== Texto seleccionado ==
Entonces, ¿verdaderamente Ud. no hace nada por mantener y mejorar si es posible, para las generaciones que nos sucedan, todo este “patrimonio colectivo” heredado del que disfrutamos?
– Ya le digo, francamente, no.
Amigo no solo está Ud. perdido sino que anticipa un futuro nada halagüeño. Porque todo ese legado hay que sostenerlo, no sucede como con el olmo al que con las lluvias de abril y el sol de mayo le surgen nuevos brotes. Si Ud. no es consciente de que hay que sostener tan complicado edificio, tarea verdaderamente ardua habida cuenta de su complejidad, en un periquete el edificio se le viene abajo. Y adiós; vuelta a la no-civilización, como ya le sucediera a Roma.
Tengo derecho a pensar, como lo hago, que el asunto de la “educación” no pasa de ser en estos momentos, y en esencia, sino pura mercancía. Política y de la otra. Y como tal “toma actualidad” con cansina intermitencia. No voy a referirme a lo que está en el ambiente; son otros los derroteros que adopto.
===
== Extracto de datos ==
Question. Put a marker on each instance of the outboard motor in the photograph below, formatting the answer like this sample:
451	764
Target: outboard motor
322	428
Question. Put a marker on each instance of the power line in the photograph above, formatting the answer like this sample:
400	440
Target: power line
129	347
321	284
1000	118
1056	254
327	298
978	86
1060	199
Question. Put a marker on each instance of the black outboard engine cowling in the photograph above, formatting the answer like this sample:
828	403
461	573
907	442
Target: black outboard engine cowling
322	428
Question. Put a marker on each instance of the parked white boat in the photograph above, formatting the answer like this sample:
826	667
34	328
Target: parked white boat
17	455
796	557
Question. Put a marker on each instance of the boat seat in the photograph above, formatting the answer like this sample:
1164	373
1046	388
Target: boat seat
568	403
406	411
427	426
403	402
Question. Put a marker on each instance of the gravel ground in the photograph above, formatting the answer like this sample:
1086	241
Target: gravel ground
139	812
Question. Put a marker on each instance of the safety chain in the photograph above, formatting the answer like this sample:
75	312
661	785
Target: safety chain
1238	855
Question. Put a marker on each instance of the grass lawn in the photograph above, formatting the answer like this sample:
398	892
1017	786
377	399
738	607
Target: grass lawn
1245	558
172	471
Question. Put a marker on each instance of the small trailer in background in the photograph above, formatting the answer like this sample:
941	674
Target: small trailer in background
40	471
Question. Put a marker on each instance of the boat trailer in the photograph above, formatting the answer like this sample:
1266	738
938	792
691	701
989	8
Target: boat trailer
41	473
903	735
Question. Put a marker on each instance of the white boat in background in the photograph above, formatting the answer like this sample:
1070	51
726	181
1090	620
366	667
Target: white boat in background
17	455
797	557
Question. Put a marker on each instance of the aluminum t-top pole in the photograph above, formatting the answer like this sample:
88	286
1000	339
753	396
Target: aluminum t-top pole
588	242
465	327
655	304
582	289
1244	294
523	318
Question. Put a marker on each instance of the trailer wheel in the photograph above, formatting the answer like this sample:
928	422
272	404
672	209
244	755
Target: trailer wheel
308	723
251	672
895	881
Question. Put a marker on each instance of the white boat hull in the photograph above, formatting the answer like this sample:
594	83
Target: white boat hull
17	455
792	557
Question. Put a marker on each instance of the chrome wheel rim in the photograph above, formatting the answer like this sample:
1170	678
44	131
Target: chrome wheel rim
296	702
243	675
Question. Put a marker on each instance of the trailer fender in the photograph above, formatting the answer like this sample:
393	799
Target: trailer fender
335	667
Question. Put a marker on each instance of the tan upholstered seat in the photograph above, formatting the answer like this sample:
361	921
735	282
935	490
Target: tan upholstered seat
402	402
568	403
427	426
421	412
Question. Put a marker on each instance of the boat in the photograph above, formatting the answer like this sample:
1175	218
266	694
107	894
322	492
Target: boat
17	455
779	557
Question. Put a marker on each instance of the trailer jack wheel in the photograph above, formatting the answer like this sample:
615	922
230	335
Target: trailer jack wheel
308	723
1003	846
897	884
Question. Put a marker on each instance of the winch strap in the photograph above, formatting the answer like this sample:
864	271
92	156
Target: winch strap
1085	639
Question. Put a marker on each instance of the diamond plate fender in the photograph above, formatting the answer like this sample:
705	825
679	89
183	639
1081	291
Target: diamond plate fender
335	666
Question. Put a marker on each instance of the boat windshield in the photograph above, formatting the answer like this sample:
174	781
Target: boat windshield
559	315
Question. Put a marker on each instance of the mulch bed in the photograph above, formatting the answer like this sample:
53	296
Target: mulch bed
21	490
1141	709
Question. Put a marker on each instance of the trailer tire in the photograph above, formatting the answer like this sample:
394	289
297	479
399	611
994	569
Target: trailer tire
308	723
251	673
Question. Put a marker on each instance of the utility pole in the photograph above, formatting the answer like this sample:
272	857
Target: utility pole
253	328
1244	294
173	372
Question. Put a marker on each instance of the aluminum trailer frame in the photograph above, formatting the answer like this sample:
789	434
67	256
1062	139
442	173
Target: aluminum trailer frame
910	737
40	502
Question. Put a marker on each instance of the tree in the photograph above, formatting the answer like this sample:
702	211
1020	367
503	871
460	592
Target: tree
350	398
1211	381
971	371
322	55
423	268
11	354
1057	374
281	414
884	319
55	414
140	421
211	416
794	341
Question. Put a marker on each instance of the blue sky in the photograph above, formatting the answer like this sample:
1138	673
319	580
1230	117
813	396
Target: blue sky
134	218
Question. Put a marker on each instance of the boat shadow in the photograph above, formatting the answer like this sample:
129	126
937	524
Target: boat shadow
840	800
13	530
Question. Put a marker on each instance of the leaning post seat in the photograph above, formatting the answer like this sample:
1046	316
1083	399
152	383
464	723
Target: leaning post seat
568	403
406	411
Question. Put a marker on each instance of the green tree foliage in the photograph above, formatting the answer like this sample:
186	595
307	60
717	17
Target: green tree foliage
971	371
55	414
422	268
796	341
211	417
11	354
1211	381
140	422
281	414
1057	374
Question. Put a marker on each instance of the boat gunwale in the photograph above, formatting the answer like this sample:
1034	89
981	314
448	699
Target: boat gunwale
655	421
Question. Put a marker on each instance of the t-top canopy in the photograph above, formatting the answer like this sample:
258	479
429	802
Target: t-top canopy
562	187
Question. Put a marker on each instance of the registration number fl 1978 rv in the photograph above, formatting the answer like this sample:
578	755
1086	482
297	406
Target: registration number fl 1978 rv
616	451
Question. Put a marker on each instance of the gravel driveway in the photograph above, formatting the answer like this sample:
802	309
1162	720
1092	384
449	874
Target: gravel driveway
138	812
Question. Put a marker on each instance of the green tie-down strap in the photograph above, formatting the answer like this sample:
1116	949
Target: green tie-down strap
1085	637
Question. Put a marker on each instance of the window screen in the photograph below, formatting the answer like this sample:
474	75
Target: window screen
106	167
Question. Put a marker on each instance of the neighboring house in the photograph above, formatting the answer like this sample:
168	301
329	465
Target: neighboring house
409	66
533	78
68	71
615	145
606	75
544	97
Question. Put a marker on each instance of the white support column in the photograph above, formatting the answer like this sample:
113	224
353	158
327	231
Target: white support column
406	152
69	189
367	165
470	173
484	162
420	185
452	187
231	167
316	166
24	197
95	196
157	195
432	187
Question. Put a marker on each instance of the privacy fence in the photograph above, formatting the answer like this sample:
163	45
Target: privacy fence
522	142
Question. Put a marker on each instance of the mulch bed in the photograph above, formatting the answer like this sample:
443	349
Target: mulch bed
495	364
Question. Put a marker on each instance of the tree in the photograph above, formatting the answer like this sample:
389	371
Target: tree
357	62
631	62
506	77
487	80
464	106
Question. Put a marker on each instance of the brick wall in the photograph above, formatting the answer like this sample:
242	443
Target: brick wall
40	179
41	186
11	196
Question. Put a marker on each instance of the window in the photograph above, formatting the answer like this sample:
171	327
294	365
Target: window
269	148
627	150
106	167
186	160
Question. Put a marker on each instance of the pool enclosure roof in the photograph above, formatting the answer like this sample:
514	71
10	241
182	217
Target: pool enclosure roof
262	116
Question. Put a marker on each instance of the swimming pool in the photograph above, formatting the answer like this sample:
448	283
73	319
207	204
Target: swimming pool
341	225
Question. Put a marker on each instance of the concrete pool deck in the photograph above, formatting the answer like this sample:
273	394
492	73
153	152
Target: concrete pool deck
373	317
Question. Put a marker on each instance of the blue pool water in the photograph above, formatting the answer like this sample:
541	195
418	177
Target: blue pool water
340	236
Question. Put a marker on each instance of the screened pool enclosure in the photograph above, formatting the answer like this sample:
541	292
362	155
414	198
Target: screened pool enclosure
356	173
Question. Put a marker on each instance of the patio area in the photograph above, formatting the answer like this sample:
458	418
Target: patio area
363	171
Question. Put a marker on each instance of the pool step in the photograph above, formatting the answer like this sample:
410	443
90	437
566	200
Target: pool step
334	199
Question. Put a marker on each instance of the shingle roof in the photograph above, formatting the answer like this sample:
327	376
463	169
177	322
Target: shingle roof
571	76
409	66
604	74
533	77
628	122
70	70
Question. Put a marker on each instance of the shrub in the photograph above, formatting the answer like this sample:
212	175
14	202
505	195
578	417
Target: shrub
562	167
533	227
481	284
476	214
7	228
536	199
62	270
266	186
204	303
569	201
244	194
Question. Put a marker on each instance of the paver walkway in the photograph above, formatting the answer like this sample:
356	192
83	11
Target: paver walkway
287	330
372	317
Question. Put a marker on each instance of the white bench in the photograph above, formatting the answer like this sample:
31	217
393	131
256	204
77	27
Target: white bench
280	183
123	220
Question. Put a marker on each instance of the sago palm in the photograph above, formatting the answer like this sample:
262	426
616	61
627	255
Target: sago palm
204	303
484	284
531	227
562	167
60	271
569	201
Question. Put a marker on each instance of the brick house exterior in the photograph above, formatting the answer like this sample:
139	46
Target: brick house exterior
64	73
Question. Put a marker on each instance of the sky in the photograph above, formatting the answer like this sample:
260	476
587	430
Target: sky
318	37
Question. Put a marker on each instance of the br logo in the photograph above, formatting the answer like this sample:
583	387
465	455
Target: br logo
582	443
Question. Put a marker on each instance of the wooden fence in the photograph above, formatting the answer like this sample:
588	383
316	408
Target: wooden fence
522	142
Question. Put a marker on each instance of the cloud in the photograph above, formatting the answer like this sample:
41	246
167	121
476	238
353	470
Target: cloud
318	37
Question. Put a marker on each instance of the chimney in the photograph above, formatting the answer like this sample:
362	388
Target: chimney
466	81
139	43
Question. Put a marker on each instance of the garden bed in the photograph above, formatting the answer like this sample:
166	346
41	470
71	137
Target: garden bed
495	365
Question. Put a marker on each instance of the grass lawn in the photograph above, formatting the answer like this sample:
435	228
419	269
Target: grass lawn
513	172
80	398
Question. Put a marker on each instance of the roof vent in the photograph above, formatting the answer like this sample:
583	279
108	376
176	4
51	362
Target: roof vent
===
• Qué harás:
#1 Según el texto sobre el patrimonio colectivo, ¿qué civilización ya sufrió una vuelta a la no-civilización?
#2 Reproduce literalmente un fragmento del texto sobre el patrimonio colectivo: empieza en las palabras que contienen "Entonces, ¿verdaderamente Ud." y termina después de "digo, francamente, no.".
#3 Escribe la continuación del texto sobre el patrimonio colectivo a partir de su última oración.

• Respuestas esperadas:
#1 Roma.

#2
Entonces, ¿verdaderamente Ud. no hace nada por mantener y mejorar si es posible, para las generaciones que nos sucedan, todo este “patrimonio colectivo” heredado del que disfrutamos?
– Ya le digo, francamente, no.

#3
Porque si aceptamos como tarea inevitable el sostener el complicado edificio de bienestar y convivencia que nos aloja, resulta inmediata consecuencia aceptar que la escuela (entendida en sentido amplio) no es sino la propia sociedad organizada cooperativamente, que encarga a una parte de sí misma la tarea de preparación de las generaciones futuras. Precisamente con el propósito de asegurar la continuidad del edificio en un contexto o circunstancia de enorme complejidad, como jamás se ha conocido. No lo olvidemos.
Lo cual supone un esfuerzo enorme, hercúleo. Naturalmente. Exactamente igual al esfuerzo acumulado que ha supuesto transitar desde la caverna a la polis. ¿O acaso alguien es capaz de sostener que el camino ha sido de fácil tránsito?
Porque si esto no lo entienden padres, alumnos y profesionales, es decir si no lo entiende la propia sociedad, repito que estamos perdidos. En un periquete el edificio se nos viene abajo y adiós; vuelta a la no-civilización.
Si queremos que el futuro, ya de por sí imprevisible, no lo percibamos como acopio de incertidumbres más que sombrías bueno será que empecemos con una breve reflexión acerca de la esencia de la escuela y, a partir de ahí, abandonemos muchas conductas.
Los adultos han de tomar la primera iniciativa. Padres y profesionales. Por supuesto.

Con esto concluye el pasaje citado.